(Image object location items)
+ + +
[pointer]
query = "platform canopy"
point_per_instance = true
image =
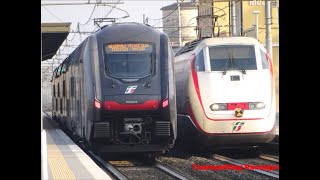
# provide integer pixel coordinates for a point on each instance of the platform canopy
(53, 35)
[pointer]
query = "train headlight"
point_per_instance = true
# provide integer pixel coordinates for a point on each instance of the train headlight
(218, 107)
(256, 105)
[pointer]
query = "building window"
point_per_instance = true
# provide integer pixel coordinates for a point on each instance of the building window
(72, 86)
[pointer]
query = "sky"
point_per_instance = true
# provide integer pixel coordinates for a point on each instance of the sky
(82, 13)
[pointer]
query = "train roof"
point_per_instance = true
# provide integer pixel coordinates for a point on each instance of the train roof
(190, 46)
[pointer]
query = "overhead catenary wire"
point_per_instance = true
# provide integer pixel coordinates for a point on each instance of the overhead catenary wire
(90, 16)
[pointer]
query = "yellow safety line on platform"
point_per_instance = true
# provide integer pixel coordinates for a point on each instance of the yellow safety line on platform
(58, 166)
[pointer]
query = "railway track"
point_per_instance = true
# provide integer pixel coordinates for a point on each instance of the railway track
(270, 173)
(137, 170)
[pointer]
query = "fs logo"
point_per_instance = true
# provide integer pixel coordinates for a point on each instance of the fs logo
(237, 126)
(130, 89)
+ + +
Goal. Rewrite every item above as a JSON list of strings, with one string per line and no blank lines. Leave the pictures out.

Solution to the problem.
[
  "[pointer]",
  "query = \"platform canopy\"",
  "point_per_instance = true",
  "image =",
  "# provide integer pixel coordinates for a point on each instance of the platform canopy",
  "(53, 35)",
  "[pointer]",
  "query = \"train headlight\"",
  "point_per_instance = true",
  "# provide integer pixel coordinates for a point on each instance of the train headlight",
  "(218, 107)",
  "(256, 105)",
  "[pointer]",
  "query = \"building window\"",
  "point_per_instance = true",
  "# provide integer pixel coordinates for a point on each instance of the building window",
  "(72, 86)",
  "[pointer]",
  "query = \"sky\"",
  "point_per_instance = true",
  "# provide integer pixel coordinates for a point on each instance of the sky",
  "(82, 13)",
  "[pointer]",
  "query = \"train roof\"",
  "point_per_instance = true",
  "# provide integer pixel coordinates for a point on each instance of the train roof",
  "(190, 46)",
  "[pointer]",
  "query = \"overhead catenary wire\"",
  "point_per_instance = true",
  "# provide integer pixel coordinates for a point on each instance of the overhead catenary wire",
  "(90, 16)",
  "[pointer]",
  "query = \"yellow safety line on platform\"",
  "point_per_instance = true",
  "# provide integer pixel coordinates for a point on each instance of the yellow safety line on platform",
  "(58, 166)",
  "[pointer]",
  "query = \"railway track\"",
  "point_per_instance = true",
  "# provide integer pixel coordinates for a point on each instance of the railway track",
  "(270, 173)",
  "(137, 170)",
  "[pointer]",
  "query = \"fs logo\"",
  "point_per_instance = true",
  "# provide integer pixel coordinates for a point on each instance of the fs logo",
  "(237, 126)",
  "(130, 89)"
]